* **Task to complete**: Nothing in the entries may be dropped: restate them word for word.

* **Records for the task**:
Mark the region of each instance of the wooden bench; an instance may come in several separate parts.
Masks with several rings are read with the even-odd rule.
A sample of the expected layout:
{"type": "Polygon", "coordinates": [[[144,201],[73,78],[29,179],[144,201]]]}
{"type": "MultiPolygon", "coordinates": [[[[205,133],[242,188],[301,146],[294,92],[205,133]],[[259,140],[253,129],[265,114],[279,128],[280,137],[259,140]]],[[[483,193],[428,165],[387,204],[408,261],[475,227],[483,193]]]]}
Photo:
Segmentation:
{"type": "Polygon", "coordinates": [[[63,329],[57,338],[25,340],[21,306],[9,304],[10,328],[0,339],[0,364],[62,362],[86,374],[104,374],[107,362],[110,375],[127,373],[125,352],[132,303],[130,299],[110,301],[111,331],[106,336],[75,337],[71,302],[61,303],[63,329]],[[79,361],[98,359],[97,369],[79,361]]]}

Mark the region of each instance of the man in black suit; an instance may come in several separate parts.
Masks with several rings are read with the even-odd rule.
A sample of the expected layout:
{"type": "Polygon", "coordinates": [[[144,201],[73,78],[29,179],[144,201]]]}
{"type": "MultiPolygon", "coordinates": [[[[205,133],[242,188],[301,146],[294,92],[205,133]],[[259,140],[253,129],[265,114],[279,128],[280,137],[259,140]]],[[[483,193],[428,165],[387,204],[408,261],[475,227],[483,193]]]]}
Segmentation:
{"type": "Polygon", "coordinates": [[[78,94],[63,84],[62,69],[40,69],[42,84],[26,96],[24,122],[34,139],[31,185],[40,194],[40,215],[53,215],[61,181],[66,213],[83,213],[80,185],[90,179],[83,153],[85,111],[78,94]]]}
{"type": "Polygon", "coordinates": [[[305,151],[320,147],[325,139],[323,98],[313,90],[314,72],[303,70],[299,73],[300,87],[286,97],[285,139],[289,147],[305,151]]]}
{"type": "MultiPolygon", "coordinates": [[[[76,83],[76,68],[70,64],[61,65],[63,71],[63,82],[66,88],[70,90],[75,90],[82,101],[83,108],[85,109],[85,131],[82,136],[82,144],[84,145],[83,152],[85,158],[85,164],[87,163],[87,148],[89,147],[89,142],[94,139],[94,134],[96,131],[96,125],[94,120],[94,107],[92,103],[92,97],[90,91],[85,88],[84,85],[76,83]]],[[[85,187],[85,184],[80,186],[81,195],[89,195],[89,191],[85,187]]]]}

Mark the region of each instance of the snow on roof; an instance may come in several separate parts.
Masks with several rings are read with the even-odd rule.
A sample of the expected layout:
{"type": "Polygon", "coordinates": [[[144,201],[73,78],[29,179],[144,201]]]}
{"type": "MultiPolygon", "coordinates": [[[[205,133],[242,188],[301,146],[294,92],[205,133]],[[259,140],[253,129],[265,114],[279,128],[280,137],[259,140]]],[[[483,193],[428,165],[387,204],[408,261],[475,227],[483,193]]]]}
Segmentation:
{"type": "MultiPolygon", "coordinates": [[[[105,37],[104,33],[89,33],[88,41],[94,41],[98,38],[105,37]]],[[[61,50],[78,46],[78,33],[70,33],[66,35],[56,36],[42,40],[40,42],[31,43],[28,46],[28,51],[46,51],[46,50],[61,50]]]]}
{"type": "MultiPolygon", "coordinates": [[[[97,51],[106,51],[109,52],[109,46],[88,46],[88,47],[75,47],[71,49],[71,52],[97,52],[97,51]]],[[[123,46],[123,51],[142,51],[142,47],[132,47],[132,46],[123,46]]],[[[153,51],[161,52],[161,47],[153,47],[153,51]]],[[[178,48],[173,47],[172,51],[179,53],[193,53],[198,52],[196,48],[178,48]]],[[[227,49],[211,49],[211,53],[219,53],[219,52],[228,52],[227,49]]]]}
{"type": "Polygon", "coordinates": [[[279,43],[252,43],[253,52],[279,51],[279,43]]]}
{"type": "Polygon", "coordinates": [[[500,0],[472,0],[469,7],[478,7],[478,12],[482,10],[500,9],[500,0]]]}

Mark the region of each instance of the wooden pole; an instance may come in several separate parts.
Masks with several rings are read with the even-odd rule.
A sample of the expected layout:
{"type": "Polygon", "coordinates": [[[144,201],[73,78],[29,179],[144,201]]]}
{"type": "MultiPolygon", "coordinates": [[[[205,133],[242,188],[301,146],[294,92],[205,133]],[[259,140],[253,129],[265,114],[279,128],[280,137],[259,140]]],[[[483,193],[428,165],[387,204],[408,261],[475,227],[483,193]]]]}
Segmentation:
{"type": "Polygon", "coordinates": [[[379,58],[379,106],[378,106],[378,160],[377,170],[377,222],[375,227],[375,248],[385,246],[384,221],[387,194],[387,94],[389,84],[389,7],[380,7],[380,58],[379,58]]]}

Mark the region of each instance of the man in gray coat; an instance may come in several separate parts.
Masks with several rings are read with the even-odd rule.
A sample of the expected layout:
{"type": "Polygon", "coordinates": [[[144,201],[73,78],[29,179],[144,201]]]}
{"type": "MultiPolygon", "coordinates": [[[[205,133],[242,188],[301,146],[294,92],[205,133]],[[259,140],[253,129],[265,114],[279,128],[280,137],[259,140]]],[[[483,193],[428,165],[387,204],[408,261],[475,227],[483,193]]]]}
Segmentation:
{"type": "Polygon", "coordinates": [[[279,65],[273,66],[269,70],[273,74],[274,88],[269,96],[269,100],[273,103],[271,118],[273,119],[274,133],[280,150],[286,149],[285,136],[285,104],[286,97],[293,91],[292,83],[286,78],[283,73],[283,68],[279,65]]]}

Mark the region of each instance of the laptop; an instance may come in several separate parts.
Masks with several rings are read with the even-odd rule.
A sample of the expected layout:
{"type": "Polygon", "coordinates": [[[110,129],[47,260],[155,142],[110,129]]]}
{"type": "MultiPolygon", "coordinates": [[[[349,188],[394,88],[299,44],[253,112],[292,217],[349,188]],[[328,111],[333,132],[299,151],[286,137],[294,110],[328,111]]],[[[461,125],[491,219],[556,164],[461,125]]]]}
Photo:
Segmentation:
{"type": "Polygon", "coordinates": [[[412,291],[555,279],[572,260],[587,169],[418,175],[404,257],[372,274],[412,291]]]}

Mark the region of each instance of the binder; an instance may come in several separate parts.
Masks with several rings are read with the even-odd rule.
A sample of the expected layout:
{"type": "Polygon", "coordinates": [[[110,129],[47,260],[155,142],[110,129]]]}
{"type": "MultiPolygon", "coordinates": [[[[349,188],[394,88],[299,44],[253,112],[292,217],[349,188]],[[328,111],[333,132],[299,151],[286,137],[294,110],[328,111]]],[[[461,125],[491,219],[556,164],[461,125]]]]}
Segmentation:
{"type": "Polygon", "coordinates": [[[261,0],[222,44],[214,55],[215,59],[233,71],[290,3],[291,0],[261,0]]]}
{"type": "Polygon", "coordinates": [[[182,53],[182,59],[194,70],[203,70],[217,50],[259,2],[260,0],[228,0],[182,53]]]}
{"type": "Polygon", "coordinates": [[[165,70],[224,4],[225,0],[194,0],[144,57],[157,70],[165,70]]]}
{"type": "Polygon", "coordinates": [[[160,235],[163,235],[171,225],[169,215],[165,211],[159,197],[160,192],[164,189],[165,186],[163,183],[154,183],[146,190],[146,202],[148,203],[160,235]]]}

* **Response area**:
Mark the region of each instance of the wooden bench; an instance may come in several separate parts.
Masks with several rings are read with the even-odd rule.
A sample of the expected layout:
{"type": "Polygon", "coordinates": [[[144,201],[73,78],[29,179],[144,201]]]}
{"type": "MultiPolygon", "coordinates": [[[[205,133],[242,188],[301,146],[294,92],[205,133]],[[259,140],[253,129],[265,114],[279,128],[280,137],[259,140]]],[[[483,193],[428,165],[387,204],[408,261],[475,227],[483,193]]]]}
Photo:
Segmentation:
{"type": "Polygon", "coordinates": [[[63,329],[57,338],[25,340],[21,306],[9,304],[10,328],[0,339],[0,364],[62,362],[86,374],[104,374],[107,362],[110,375],[127,373],[125,352],[132,303],[130,299],[110,301],[111,331],[106,336],[75,337],[71,302],[61,303],[63,329]],[[79,361],[98,359],[97,369],[79,361]]]}

Mark the region of each instance of the man in black suit; an instance may come in several separate parts.
Masks with several rings are read with the even-odd rule.
A sample of the expected layout:
{"type": "Polygon", "coordinates": [[[144,201],[73,78],[29,179],[144,201]]]}
{"type": "MultiPolygon", "coordinates": [[[[205,133],[242,188],[301,146],[294,92],[205,133]],[[259,140],[253,129],[265,114],[279,128],[280,137],[259,140]]],[[[483,193],[428,165],[387,204],[408,261],[475,227],[483,193]]]]}
Segmentation:
{"type": "Polygon", "coordinates": [[[78,94],[63,84],[62,69],[40,69],[42,84],[26,96],[24,122],[34,139],[31,185],[40,194],[40,215],[53,215],[61,181],[66,213],[83,213],[80,185],[90,179],[83,153],[85,111],[78,94]]]}
{"type": "Polygon", "coordinates": [[[305,151],[320,147],[325,139],[323,98],[313,90],[314,72],[303,70],[299,73],[300,87],[286,97],[285,139],[289,147],[305,151]]]}
{"type": "MultiPolygon", "coordinates": [[[[76,83],[76,68],[70,64],[61,65],[63,71],[63,82],[66,88],[70,90],[75,90],[82,101],[83,108],[85,109],[85,131],[82,136],[82,144],[84,145],[83,152],[85,158],[85,164],[87,163],[87,148],[89,147],[89,142],[94,139],[94,134],[96,131],[96,125],[94,120],[94,107],[92,103],[92,97],[90,91],[85,88],[84,85],[76,83]]],[[[85,187],[85,184],[80,186],[81,195],[89,195],[89,191],[85,187]]]]}

Mark the region of each instance of the snow on roof; an instance may come in several separate parts.
Masks with several rings are read with the even-odd rule.
A sample of the expected layout:
{"type": "Polygon", "coordinates": [[[144,201],[73,78],[29,179],[144,201]]]}
{"type": "MultiPolygon", "coordinates": [[[[205,133],[242,188],[301,146],[294,92],[205,133]],[[259,140],[253,129],[265,114],[279,128],[280,137],[259,140]]],[[[483,193],[428,165],[387,204],[408,261],[475,227],[483,193]]]]}
Segmentation:
{"type": "MultiPolygon", "coordinates": [[[[105,37],[104,33],[89,33],[88,41],[94,41],[98,38],[105,37]]],[[[61,50],[78,46],[78,33],[70,33],[66,35],[56,36],[42,40],[40,42],[31,43],[28,46],[28,51],[46,51],[46,50],[61,50]]]]}
{"type": "MultiPolygon", "coordinates": [[[[97,51],[106,51],[109,52],[109,46],[88,46],[88,47],[75,47],[71,49],[71,52],[97,52],[97,51]]],[[[123,46],[123,51],[142,51],[142,47],[132,47],[132,46],[123,46]]],[[[153,51],[161,52],[161,47],[153,47],[153,51]]],[[[178,48],[173,47],[172,51],[179,53],[193,53],[198,52],[196,48],[178,48]]],[[[227,49],[211,49],[211,53],[219,53],[219,52],[228,52],[227,49]]]]}
{"type": "Polygon", "coordinates": [[[279,43],[252,43],[253,52],[279,51],[279,43]]]}
{"type": "Polygon", "coordinates": [[[500,0],[472,0],[469,7],[478,7],[478,12],[482,10],[500,9],[500,0]]]}

Mark the region of each instance of the wooden pole; an instance may come in several separate parts.
Masks with several rings are read with the even-odd rule.
A sample of the expected layout:
{"type": "Polygon", "coordinates": [[[144,201],[73,78],[29,179],[144,201]]]}
{"type": "MultiPolygon", "coordinates": [[[[205,133],[242,188],[301,146],[294,92],[205,133]],[[259,140],[253,129],[265,114],[279,128],[280,137],[259,140]]],[[[483,193],[428,165],[387,204],[408,261],[475,227],[483,193]]]]}
Segmentation:
{"type": "Polygon", "coordinates": [[[379,58],[379,106],[378,106],[378,160],[377,170],[377,222],[375,227],[375,248],[385,246],[384,221],[387,194],[387,94],[389,84],[389,7],[380,7],[380,58],[379,58]]]}

Mark the region of each instance of the man in gray coat; an instance may come in several separate parts.
Masks with several rings are read with the even-odd rule.
A sample of the expected layout:
{"type": "Polygon", "coordinates": [[[144,201],[73,78],[29,179],[144,201]]]}
{"type": "MultiPolygon", "coordinates": [[[[205,133],[242,188],[301,146],[294,92],[205,133]],[[259,140],[253,129],[265,114],[279,128],[280,137],[259,140]]],[[[483,193],[428,165],[387,204],[408,261],[475,227],[483,193]]]]}
Segmentation:
{"type": "Polygon", "coordinates": [[[279,65],[273,66],[269,70],[273,74],[274,88],[269,96],[269,100],[273,103],[271,118],[273,119],[274,133],[280,150],[286,149],[285,136],[285,104],[286,97],[293,91],[292,83],[286,78],[283,73],[283,68],[279,65]]]}

Mark the region of each instance of the laptop; an instance may come in several separate parts.
Masks with several rings are read with the even-odd rule.
A sample of the expected layout:
{"type": "Polygon", "coordinates": [[[110,129],[47,260],[155,142],[110,129]]]}
{"type": "MultiPolygon", "coordinates": [[[[349,188],[394,88],[299,44],[253,112],[292,217],[349,188]],[[328,111],[333,132],[299,151],[286,137],[294,110],[328,111]]],[[[461,125],[491,219],[556,164],[461,125]]]]}
Photo:
Segmentation:
{"type": "Polygon", "coordinates": [[[412,291],[555,279],[572,260],[587,169],[418,175],[404,257],[372,274],[412,291]]]}

Mark the region of each instance of the binder; an instance may come in several separate parts.
Masks with several rings are read with the even-odd rule.
A sample of the expected layout:
{"type": "Polygon", "coordinates": [[[110,129],[47,260],[155,142],[110,129]]]}
{"type": "MultiPolygon", "coordinates": [[[[349,188],[394,88],[299,44],[253,112],[292,217],[349,188]],[[328,111],[333,132],[299,151],[286,137],[294,110],[328,111]]],[[[461,125],[491,219],[556,164],[461,125]]]]}
Segmentation:
{"type": "Polygon", "coordinates": [[[261,0],[222,44],[214,55],[215,59],[233,71],[290,3],[291,0],[261,0]]]}
{"type": "Polygon", "coordinates": [[[182,53],[182,59],[194,70],[203,70],[217,50],[259,2],[260,0],[228,0],[182,53]]]}
{"type": "Polygon", "coordinates": [[[165,70],[224,4],[225,0],[194,0],[144,57],[157,70],[165,70]]]}
{"type": "Polygon", "coordinates": [[[160,235],[163,235],[171,225],[169,215],[165,211],[159,197],[160,192],[164,189],[165,186],[163,183],[154,183],[146,190],[146,202],[148,203],[160,235]]]}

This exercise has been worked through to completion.